■ **Information shown**
##########
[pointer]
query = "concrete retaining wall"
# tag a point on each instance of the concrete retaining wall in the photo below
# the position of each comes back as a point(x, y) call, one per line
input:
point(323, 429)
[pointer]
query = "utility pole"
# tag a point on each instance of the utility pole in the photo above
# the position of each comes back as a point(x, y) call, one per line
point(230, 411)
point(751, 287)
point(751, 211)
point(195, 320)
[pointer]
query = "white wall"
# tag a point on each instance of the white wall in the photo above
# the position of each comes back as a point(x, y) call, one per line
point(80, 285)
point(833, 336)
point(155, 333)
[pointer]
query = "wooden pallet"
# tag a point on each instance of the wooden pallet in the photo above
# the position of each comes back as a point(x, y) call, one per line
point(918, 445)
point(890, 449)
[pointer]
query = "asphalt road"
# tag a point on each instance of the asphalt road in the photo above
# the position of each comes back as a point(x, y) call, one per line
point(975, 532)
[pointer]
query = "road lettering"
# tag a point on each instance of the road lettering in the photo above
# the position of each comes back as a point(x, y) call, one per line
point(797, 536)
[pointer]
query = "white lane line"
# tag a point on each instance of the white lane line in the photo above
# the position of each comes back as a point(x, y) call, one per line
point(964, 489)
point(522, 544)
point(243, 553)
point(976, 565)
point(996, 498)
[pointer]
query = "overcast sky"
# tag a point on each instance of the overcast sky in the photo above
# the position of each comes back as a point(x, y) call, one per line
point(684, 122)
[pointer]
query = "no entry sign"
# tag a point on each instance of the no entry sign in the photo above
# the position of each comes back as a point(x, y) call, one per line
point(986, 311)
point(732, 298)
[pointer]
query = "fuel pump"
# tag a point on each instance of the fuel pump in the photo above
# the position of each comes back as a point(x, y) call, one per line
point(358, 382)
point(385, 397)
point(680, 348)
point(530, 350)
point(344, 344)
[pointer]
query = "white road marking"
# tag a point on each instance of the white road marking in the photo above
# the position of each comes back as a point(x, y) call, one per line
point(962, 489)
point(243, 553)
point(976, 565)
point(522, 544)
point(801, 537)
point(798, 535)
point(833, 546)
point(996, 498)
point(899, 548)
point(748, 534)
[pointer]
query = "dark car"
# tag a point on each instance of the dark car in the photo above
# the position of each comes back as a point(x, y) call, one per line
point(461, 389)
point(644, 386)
##########
■ **To do**
All of the data should be retyped exactly.

■ **Answer box**
[pointer]
query = "concrete retaining wall"
# tag a point on each instance of the concrete retaining wall in the photo below
# the position of each comes back as a point(x, y) call, one per line
input:
point(323, 429)
[pointer]
query = "utility pole"
# tag a point on each instance of the utility pole in the photo above
# the position of each comes back as a point(x, y) call, one per line
point(230, 411)
point(751, 287)
point(751, 211)
point(195, 320)
[pointer]
query = "white wall"
# tag a point on each instance of the white wall in the photo above
# the position of each comes back as a point(x, y) call, one per line
point(80, 285)
point(833, 336)
point(155, 333)
[pointer]
query = "wooden pallet"
# tag a point on each instance of the wooden pallet in the photo above
# the position of each comes back as a point(x, y) call, one per line
point(918, 445)
point(890, 449)
[pointer]
query = "asphalt road"
# tag a point on each instance of the asphalt road in the photo above
# the position of each comes back as a point(x, y) call, one per line
point(975, 532)
[pointer]
query = "road lettering"
# tag a point on each instance of the road lettering in the photo above
# the position of each comes back as a point(x, y) call, one per line
point(797, 536)
[pointer]
query = "white lane line"
# tag a point on each instance of the white lane line in the photo above
# the position of each comes back as a point(x, y) call, one per line
point(964, 489)
point(522, 544)
point(243, 553)
point(976, 565)
point(996, 498)
[pointer]
query = "overcast sky"
# tag a point on each instance of the overcast sky in the photo above
# the position of each comes back as a point(x, y) call, one per line
point(684, 122)
[pointer]
query = "no entry sign"
# tag a point on each instance of the no entry sign in the photo above
# the position of each comes back as a point(x, y) call, one per line
point(986, 311)
point(732, 298)
[pointer]
query = "fuel pump"
# tag a point on each instance of the fuel pump in the photo above
# the position of each comes back as a point(x, y) call, one per line
point(358, 382)
point(385, 397)
point(680, 348)
point(530, 350)
point(344, 344)
[pointer]
query = "white road marking"
# tag a point on each instance of the white road marking in the photo above
# the position of each comes back as a point(x, y) call, one per line
point(962, 489)
point(243, 553)
point(976, 565)
point(522, 544)
point(801, 537)
point(798, 535)
point(833, 546)
point(996, 498)
point(899, 548)
point(748, 534)
[pointer]
query = "dark car"
# tag a point on each instance of the dark car in the photo above
# the position of each comes back as a point(x, y) call, one per line
point(461, 389)
point(644, 386)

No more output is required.